§ Tarefa a realizar: Pode expressar em CSV de duas colunas, "texto" e "resposta", os dados que começam na linha com "of the entrance" e terminam na linha com "column 182, row 25", incluindo as duas? Use uma linha para cada texto com sua resposta, com cada campo entre aspas e as quebras de linha trocadas por espaços.
- - -
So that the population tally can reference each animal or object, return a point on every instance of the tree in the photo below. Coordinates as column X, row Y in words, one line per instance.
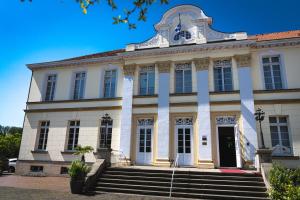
column 83, row 150
column 138, row 6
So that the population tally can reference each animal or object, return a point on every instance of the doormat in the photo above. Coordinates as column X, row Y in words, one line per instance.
column 238, row 171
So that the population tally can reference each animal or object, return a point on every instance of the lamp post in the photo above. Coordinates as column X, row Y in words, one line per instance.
column 259, row 116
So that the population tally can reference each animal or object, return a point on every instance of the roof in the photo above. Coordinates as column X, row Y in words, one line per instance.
column 96, row 55
column 275, row 36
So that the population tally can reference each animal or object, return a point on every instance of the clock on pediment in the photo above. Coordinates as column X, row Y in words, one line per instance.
column 185, row 24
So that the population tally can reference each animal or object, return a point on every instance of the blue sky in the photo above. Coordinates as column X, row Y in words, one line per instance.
column 47, row 30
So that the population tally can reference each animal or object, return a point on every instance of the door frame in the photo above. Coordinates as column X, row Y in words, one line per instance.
column 138, row 141
column 237, row 144
column 192, row 141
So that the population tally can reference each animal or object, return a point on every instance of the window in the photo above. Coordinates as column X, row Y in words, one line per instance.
column 73, row 135
column 43, row 135
column 110, row 83
column 34, row 168
column 272, row 72
column 79, row 85
column 64, row 170
column 222, row 75
column 183, row 34
column 147, row 80
column 50, row 87
column 183, row 78
column 280, row 135
column 105, row 131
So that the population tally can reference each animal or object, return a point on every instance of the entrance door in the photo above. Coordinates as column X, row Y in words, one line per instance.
column 184, row 142
column 144, row 145
column 227, row 150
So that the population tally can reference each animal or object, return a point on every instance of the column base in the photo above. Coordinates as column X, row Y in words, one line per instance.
column 205, row 164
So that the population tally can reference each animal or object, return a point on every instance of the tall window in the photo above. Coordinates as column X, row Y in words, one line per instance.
column 43, row 135
column 73, row 135
column 272, row 72
column 105, row 131
column 50, row 88
column 110, row 83
column 183, row 78
column 280, row 135
column 79, row 85
column 222, row 75
column 147, row 80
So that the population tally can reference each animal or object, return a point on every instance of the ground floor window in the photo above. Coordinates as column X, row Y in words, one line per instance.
column 280, row 135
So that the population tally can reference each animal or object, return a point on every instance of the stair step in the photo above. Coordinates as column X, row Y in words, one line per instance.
column 184, row 180
column 187, row 175
column 183, row 189
column 187, row 185
column 177, row 194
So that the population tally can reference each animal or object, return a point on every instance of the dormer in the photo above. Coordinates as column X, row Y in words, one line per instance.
column 182, row 25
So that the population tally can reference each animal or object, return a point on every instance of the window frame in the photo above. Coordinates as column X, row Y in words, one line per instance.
column 147, row 70
column 278, row 125
column 110, row 90
column 74, row 85
column 74, row 135
column 189, row 68
column 222, row 75
column 46, row 87
column 45, row 136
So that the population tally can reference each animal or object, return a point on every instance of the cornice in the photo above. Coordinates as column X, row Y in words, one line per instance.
column 201, row 63
column 243, row 60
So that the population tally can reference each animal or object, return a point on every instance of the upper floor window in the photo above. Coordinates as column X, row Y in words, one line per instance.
column 183, row 34
column 183, row 78
column 106, row 131
column 73, row 135
column 43, row 135
column 110, row 83
column 50, row 87
column 79, row 85
column 280, row 135
column 222, row 75
column 272, row 72
column 147, row 80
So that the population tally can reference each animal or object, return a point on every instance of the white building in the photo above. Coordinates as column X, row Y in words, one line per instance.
column 189, row 91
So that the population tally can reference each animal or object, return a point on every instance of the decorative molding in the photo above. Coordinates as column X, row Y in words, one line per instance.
column 243, row 60
column 201, row 63
column 164, row 67
column 129, row 70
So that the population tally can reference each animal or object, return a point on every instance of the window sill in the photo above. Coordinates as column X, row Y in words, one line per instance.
column 39, row 151
column 67, row 152
column 284, row 157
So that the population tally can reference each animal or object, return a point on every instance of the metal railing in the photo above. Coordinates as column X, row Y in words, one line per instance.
column 174, row 166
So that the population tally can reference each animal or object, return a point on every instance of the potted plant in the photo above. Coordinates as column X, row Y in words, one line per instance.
column 79, row 169
column 78, row 172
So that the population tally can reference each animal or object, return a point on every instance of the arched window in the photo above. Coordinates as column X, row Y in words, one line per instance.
column 105, row 131
column 185, row 34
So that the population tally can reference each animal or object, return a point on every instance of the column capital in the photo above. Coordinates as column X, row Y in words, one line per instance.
column 129, row 69
column 201, row 63
column 243, row 60
column 164, row 67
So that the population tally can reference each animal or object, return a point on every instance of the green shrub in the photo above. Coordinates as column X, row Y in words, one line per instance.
column 285, row 183
column 78, row 170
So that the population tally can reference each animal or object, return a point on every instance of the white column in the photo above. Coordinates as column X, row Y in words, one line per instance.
column 203, row 117
column 247, row 107
column 163, row 111
column 126, row 113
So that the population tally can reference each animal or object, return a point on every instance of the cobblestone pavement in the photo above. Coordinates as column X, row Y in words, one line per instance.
column 9, row 193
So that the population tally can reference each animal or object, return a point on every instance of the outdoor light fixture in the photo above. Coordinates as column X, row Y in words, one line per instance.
column 259, row 116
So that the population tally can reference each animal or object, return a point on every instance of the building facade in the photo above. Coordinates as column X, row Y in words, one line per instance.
column 190, row 93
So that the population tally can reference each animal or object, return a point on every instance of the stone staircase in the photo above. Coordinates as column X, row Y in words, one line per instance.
column 186, row 184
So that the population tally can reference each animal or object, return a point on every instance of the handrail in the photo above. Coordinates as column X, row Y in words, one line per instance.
column 120, row 155
column 175, row 164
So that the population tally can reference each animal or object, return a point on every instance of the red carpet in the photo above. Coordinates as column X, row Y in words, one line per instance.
column 232, row 171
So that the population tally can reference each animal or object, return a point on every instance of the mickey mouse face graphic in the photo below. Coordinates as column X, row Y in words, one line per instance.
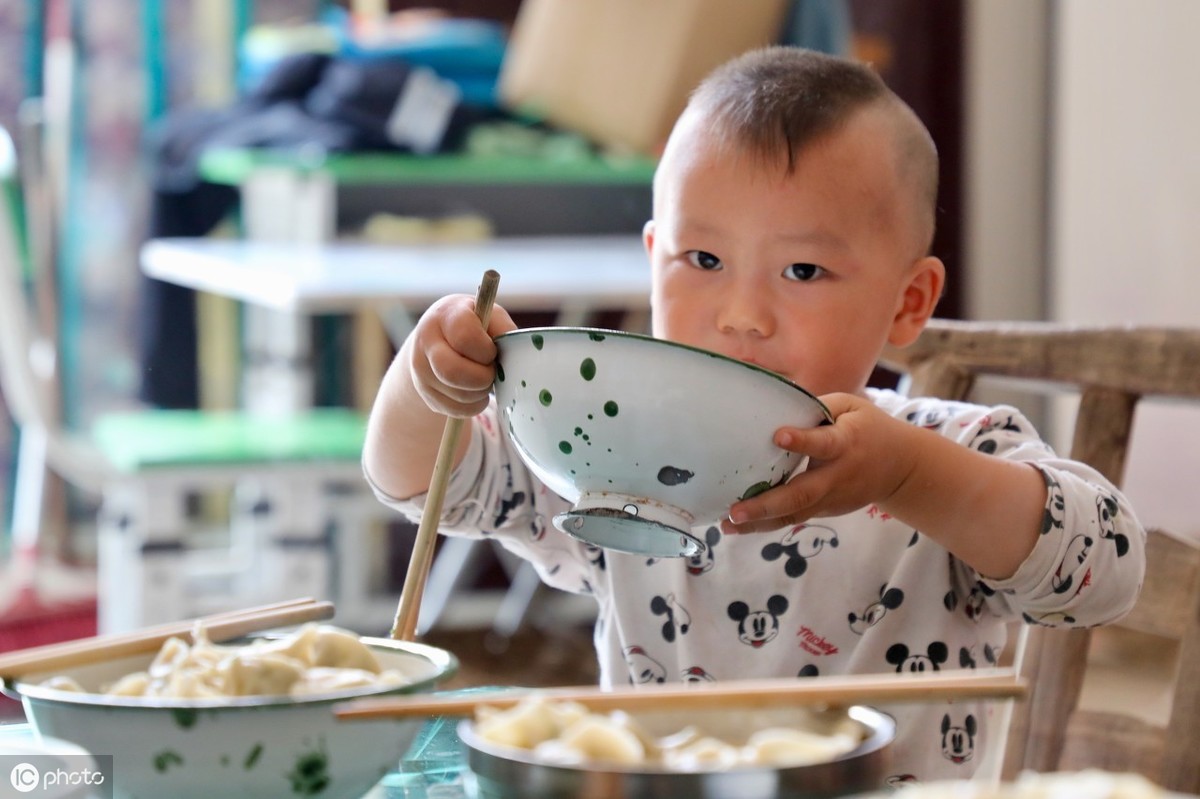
column 958, row 740
column 643, row 668
column 1105, row 514
column 677, row 617
column 889, row 600
column 702, row 562
column 757, row 628
column 905, row 661
column 1063, row 577
column 696, row 674
column 798, row 545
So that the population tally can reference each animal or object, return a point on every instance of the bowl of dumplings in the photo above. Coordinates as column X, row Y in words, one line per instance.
column 251, row 718
column 541, row 748
column 651, row 440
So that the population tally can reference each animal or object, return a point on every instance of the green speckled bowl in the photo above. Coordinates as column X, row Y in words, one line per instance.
column 647, row 438
column 244, row 748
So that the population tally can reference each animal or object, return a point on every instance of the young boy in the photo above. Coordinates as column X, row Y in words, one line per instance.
column 793, row 211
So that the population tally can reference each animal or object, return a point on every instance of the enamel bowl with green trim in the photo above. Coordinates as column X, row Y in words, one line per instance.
column 648, row 439
column 238, row 748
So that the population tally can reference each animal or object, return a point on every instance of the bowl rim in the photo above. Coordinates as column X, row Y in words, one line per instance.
column 525, row 332
column 444, row 661
column 881, row 727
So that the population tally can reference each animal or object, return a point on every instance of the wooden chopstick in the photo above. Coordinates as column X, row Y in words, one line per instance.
column 219, row 626
column 853, row 689
column 403, row 626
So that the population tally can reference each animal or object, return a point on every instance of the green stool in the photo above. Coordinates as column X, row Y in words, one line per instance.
column 285, row 473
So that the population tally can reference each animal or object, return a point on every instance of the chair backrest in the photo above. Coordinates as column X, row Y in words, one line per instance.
column 1111, row 368
column 24, row 394
column 29, row 392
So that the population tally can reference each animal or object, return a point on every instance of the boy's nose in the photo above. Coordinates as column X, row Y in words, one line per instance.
column 745, row 310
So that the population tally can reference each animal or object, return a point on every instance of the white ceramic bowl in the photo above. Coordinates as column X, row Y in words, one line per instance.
column 647, row 438
column 247, row 746
column 507, row 773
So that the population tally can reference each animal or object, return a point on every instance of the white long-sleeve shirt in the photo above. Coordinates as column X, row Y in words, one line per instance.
column 861, row 593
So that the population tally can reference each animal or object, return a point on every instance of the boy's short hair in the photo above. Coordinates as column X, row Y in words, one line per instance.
column 774, row 101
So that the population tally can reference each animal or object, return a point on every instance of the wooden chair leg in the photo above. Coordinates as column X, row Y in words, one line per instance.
column 141, row 556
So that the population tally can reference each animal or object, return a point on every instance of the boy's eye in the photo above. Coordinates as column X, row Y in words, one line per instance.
column 803, row 272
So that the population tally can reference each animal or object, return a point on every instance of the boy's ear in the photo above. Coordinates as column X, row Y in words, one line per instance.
column 918, row 298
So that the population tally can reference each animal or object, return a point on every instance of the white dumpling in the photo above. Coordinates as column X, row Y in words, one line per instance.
column 604, row 738
column 790, row 746
column 259, row 674
column 329, row 680
column 523, row 726
column 64, row 684
column 185, row 685
column 705, row 754
column 171, row 655
column 135, row 684
column 341, row 649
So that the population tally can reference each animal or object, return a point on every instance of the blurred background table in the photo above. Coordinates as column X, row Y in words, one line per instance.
column 571, row 276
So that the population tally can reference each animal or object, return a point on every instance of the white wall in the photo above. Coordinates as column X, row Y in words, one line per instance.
column 1083, row 125
column 1006, row 151
column 1125, row 205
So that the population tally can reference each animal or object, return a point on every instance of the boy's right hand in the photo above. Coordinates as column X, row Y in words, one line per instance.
column 453, row 359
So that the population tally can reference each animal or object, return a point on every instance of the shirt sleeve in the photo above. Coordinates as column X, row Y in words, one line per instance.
column 492, row 494
column 1089, row 562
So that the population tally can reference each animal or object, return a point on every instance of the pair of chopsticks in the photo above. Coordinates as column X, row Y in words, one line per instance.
column 835, row 691
column 219, row 626
column 403, row 626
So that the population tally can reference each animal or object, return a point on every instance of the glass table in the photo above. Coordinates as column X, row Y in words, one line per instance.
column 432, row 768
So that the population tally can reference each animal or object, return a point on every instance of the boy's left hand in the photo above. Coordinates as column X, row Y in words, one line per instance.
column 863, row 458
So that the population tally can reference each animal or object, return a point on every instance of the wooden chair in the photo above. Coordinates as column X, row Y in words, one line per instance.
column 147, row 464
column 1111, row 368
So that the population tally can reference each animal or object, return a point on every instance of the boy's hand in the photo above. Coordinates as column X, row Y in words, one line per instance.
column 863, row 458
column 453, row 359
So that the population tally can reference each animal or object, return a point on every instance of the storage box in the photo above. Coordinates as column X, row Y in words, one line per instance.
column 619, row 71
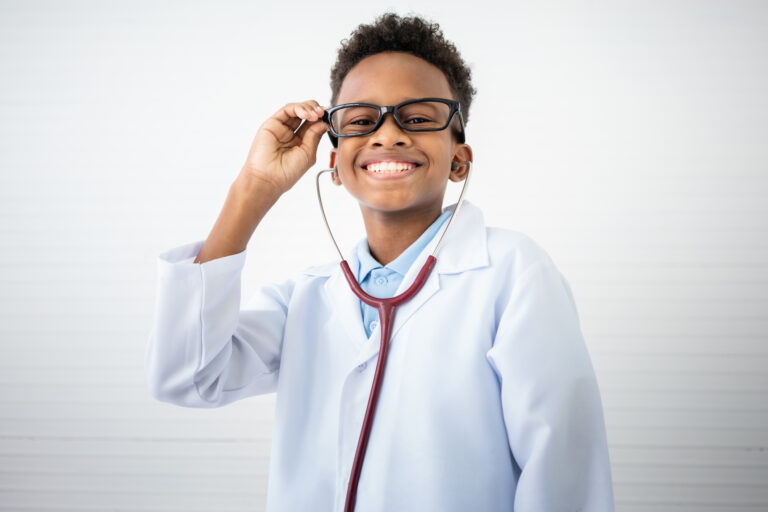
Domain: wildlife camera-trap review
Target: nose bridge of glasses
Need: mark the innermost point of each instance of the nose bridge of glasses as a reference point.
(383, 120)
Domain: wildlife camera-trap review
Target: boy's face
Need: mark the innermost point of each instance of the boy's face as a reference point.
(388, 79)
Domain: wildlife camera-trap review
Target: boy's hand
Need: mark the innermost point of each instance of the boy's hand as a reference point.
(280, 157)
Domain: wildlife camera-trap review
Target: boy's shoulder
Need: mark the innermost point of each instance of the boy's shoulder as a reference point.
(514, 250)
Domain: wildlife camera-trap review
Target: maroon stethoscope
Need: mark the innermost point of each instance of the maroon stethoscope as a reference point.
(386, 309)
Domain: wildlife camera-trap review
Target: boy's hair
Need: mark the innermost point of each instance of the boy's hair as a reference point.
(414, 35)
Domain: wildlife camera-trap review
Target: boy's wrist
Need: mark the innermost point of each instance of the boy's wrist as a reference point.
(253, 185)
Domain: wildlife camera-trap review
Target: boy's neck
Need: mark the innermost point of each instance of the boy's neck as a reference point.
(389, 234)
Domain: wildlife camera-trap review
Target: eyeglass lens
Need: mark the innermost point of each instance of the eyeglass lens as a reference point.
(421, 115)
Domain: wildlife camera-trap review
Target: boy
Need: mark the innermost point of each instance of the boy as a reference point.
(489, 401)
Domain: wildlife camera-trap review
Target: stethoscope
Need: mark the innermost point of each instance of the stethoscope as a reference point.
(386, 309)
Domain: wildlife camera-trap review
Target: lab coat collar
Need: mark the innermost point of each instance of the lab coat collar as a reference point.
(464, 248)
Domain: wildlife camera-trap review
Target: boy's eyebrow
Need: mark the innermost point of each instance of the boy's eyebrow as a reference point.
(375, 103)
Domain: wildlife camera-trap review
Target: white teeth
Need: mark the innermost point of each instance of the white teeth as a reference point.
(390, 167)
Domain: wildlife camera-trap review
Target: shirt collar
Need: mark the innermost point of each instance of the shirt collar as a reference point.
(403, 262)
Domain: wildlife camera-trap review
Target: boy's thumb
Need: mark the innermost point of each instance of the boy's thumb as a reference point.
(312, 137)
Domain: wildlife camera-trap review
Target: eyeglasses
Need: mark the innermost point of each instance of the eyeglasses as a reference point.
(417, 115)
- - -
§ Resposta da tarefa:
texto,resposta
"So that the population tally can reference each animal or object, return a point on every instance of the entrance door in the photo above. Coordinates as column X, row Y in words, one line per instance.","column 184, row 142 column 144, row 145 column 227, row 150"
"So that the population tally can reference each animal or object, return a point on every instance of the column base in the photo above. Coordinates as column X, row Y in words, one line per instance.","column 205, row 164"
"So that the population tally can reference each animal or object, return a point on every instance of the tall window in the photo above. Coordinates as column X, row Y in words, one line per instance.","column 43, row 135 column 73, row 135 column 272, row 72 column 105, row 131 column 50, row 88 column 110, row 83 column 183, row 78 column 280, row 135 column 79, row 85 column 222, row 75 column 147, row 80"
"So that the population tally can reference each animal or object, return a point on every instance of the ground floor window in the photo above. Coordinates as column X, row Y in words, one line per instance.","column 280, row 135"
"So that the population tally can reference each animal or object, return a point on every instance of the stair step in the photo above. Coordinates as column X, row Y in words, one line per instance.","column 184, row 180 column 187, row 175 column 183, row 189 column 187, row 185 column 177, row 194"
"So that the population tally can reference each animal or object, return a point on every instance of the dormer in the photo above. Coordinates as column X, row Y in words, one line per instance.","column 182, row 25"